*** Opening of Information provided ***

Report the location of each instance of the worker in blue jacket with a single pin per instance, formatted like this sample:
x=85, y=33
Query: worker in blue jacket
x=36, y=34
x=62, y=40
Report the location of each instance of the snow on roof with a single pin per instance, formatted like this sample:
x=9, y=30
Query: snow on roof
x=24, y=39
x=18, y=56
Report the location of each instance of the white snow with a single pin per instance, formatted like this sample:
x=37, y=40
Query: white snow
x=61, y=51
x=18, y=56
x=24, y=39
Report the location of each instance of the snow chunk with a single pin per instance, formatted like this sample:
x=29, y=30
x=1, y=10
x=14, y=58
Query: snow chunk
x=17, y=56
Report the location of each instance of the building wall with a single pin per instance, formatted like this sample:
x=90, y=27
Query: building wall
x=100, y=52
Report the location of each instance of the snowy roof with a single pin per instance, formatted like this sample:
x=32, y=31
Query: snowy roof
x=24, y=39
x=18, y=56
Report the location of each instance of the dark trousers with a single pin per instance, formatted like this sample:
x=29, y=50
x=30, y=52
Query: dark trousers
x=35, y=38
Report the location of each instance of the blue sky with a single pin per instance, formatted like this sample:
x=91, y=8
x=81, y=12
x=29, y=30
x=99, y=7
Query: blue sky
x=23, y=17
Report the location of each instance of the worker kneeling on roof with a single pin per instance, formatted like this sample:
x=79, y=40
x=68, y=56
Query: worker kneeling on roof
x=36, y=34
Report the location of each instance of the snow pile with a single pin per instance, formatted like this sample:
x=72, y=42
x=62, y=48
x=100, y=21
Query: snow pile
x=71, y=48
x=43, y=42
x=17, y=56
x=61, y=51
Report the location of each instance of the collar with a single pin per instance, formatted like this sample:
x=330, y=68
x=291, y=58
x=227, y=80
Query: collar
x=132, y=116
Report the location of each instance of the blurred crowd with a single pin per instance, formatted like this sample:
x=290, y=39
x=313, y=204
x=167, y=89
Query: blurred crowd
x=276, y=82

*** Close of Information provided ***

**Task description**
Copy the whole listing above once more, character for character.

**Answer space**
Report the location of each instance of the worker in blue jacket with a single pin per instance, formatted like this sample:
x=85, y=33
Query: worker in blue jacket
x=36, y=34
x=62, y=40
Report the location of each instance of the snow on roof with a single pin per instance, formatted like this sample:
x=9, y=30
Query: snow on roof
x=24, y=39
x=18, y=56
Report the location of each instance of the white snow with a single pin per instance, formatted like this sample:
x=37, y=40
Query: white snow
x=61, y=51
x=18, y=56
x=24, y=39
Report the location of each instance of the snow chunk with a single pin per instance, formatted like this sample:
x=29, y=30
x=1, y=10
x=14, y=58
Query: snow chunk
x=17, y=56
Report the location of each instance of the building wall with a single pin per instance, formatted like this sample:
x=90, y=27
Query: building wall
x=100, y=52
Report the location of each instance of the snowy roof with a single pin per instance, formatted like this sample:
x=32, y=31
Query: snowy roof
x=24, y=39
x=18, y=56
Report the location of each instance of the dark trousers with a single pin per instance, formatted like this sample:
x=29, y=50
x=30, y=52
Query: dark trousers
x=35, y=38
Report the location of each instance of the blue sky with a single pin per instance, formatted like this sample:
x=91, y=8
x=81, y=12
x=29, y=30
x=99, y=7
Query: blue sky
x=23, y=17
Report the location of each instance of the worker kneeling on roof with a single pin per instance, formatted like this sample:
x=79, y=40
x=68, y=56
Query: worker kneeling on roof
x=36, y=34
Report the location of each instance of the snow pile with a single pin per instance, formatted like this sample:
x=72, y=42
x=62, y=48
x=100, y=21
Query: snow pile
x=71, y=48
x=43, y=42
x=17, y=56
x=61, y=51
Report the location of each instance of the collar with a single pin per instance, formatted like this sample:
x=330, y=68
x=291, y=58
x=227, y=80
Query: collar
x=132, y=116
Report the location of each instance of the blurred crowd with a single pin per instance, formatted like this sample:
x=290, y=39
x=313, y=204
x=167, y=89
Query: blurred crowd
x=276, y=82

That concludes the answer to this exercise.